#### [PROVIDED TEXT]
# # # # #

Indiana Civil Rights Commission v. Washburn Realtors, Inc.

610 N.E.2d 293 | Ind. Ct. App. | 1993

610 N.E.2d 293 (1993)

INDIANA CIVIL RIGHTS COMMISSION, Alpha Blackburn As Chairman of the Indiana Civil Rights Commission and Sharon Johnson, Appellants-Respondents,
v.
WASHBURN REALTORS, Inc., Appellee-Petitioner below.

No. 45A03-9206-CV-00174.

Court of Appeals of Indiana, Third District.

March 16, 1993.

*294 Jacquelyn Thompson, Indiana Civil Rights Com'n, Indianapolis, for appellants.

Robert F. Peters, Karen L. Hughes, Lucas, Holcomb & Medrea, Merrillville, for appellee.

STATON, Judge.

Sharon Johnson, the claimant, and the Indiana Civil Rights Commission (the "Commission") seek review of the order of the trial court which set aside the cease and desist order and the $11,500.00 in damages awarded by the Commission against Washburn Realtors, Inc. ("Washburn Realtors"). *295 The trial court found there was not substantial evidence in the record that Verne Washburn of Washburn Realtors knew Sharon's race. The Commission raises one issue for our review; Washburn, cross-appeals, raising four additional issues. We consolidate these issues and restate them as:

I. Whether the claimant established a prima facie case of discrimination.
II. Whether there was sufficient evidence to support the determination of the Commission that Washburn Realtors unlawfully discriminated against the claimant.
III. Whether the Commission exceeded its statutorily delegated authority in granting damages for emotional distress and punitive damages.

We affirm in part and reverse in part.

On March 6, 1985, Sharon, a black female, met with Cindy Washburn of Washburn Realtors to view a townhouse in Barclay Village. While Cindy lacked any authority to rent a townhouse, Cindy's duties for Washburn Realtors included showing townhouses to prospective renters and taking applications. After viewing the townhouse, Sharon filled out an application to rent the townhouse. Sharon and Cindy also viewed a second townhouse by looking through a window.

After receiving Sharon's application, Cindy gave the application to Verne Washburn. Only Verne had the authority to rent a townhouse. Verne denied Sharon's application after receiving an unfavorable credit report. Cindy informed Sharon of the rejection, and Sharon left a message asking Verne to call her. Verne later contacted Sharon, and the two modified the terms of the rejection. The modification required Sharon to remove the negative aspects of her credit report prior to Verne approving her application.

The following week, Cindy told Sharon that Verne would rent her a different townhouse. At this time, no mention was made of the need to have the credit report modified. However, Sharon determined, based on the location and condition of the second townhouse, the second townhouse was inferior to the first townhouse. On March 29, 1985, Sharon filed her complaint.

On May 16, 1990, the Commission held a hearing. Ultimately, the Commission found that Washburn Realtors had obtained Sharon's credit report as a pretext to discriminate against her based on her race and sex. The Commission issued a cease and desist order against the discriminatory practices of Washburn Realtors and awarded Sharon $4,000.00 in damages for emotional distress and $7,500.00 in punitive damages. Washburn Realtors sought judicial review, and the trial court set aside the order of the Commission for a lack of substantial evidence. The Commission appeals.

# # # # #

#### [PROBLEMS]
A. List every full calendar date (month, day, and year) that appears in the Washburn Realtors opinion.
B. Proceed with the Washburn Realtors opinion, picking up immediately after its final sentence.

#### [STORED DATA]
# # # # #

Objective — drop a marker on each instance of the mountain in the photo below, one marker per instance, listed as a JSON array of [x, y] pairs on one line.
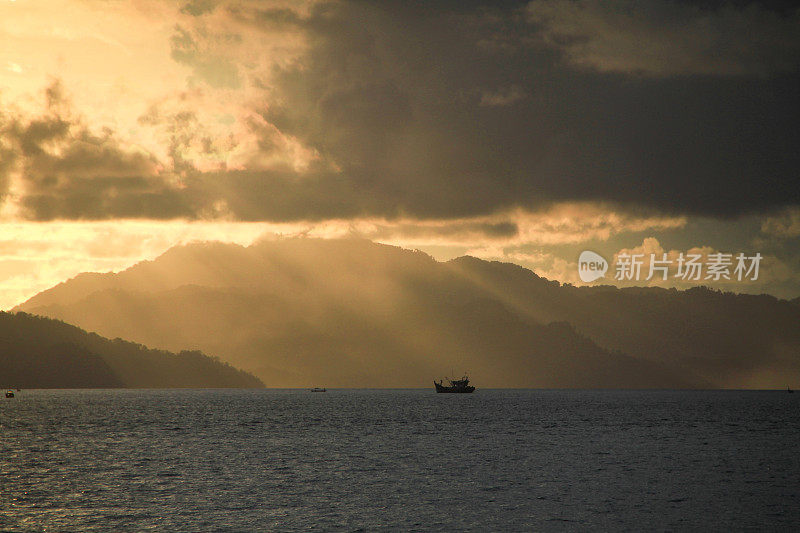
[[38, 352], [352, 313]]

# # # # #

#### [RESULTS]
A.
March 16, 1993
March 6, 1985
March 29, 1985
May 16, 1990

B.
I.

Prima Facie Case

The determination of whether Sharon established a prima facie case is a question of law and is properly addressed by this court. Ind. Civil Rights Com'n v. City of Muncie (1984), Ind. App., 459 N.E.2d 411, 419, reh. denied, trans. denied. The claimant in a racial discrimination proceeding must make a prima facie case of discrimination by showing: (a) the claimant is a member of a racial minority; (b) the claimant applied for and was qualified to rent certain property; (c) the claimant was rejected; and (d) the rental opportunity remained thereafter. Ind. Civil Rights Com'n v. Wellington Village (1992), Ind. App., 594 N.E.2d 518, 529, trans. denied.

If the claimant successfully establishes a prima facie case, a presumption of discrimination is raised, and the burden shifts to the opposing party to articulate a legitimate, non-discriminatory reason for its conduct. Id. If the opposing party meets this burden, the claimant must prove by a preponderance of the evidence, "by demonstrating either directly that the [opposing party] actually harbored discriminatory motives or indirectly by showing that the reasons advanced by the [opposing party] were, in the context of the surrounding circumstances, unworthy of credence." *296 Ind. Dept. of Correction v. Ind. Civil Rights Com'n (1985), Ind. App., 486 N.E.2d 612, 618, reh. denied, trans. denied. The parties raise conflicting contentions as to whether Sharon established a prima facie case.

First, we address the contention of the Commission that the evidence was sufficient that Verne knew Sharon's race. We agree with the Commission. The trial court found, because Verne only talked to Sharon on the phone, the

record [was] devoid of substantial evidence that [Verne] knew that [Sharon] was black and, therefore, any finding or inference that [Sharon] was treated differently because she was black is unsupported by the evidence... . The essential element of any discriminatory intent on the part of [Washburn Realtors] is not supported by substantial evidence. .. .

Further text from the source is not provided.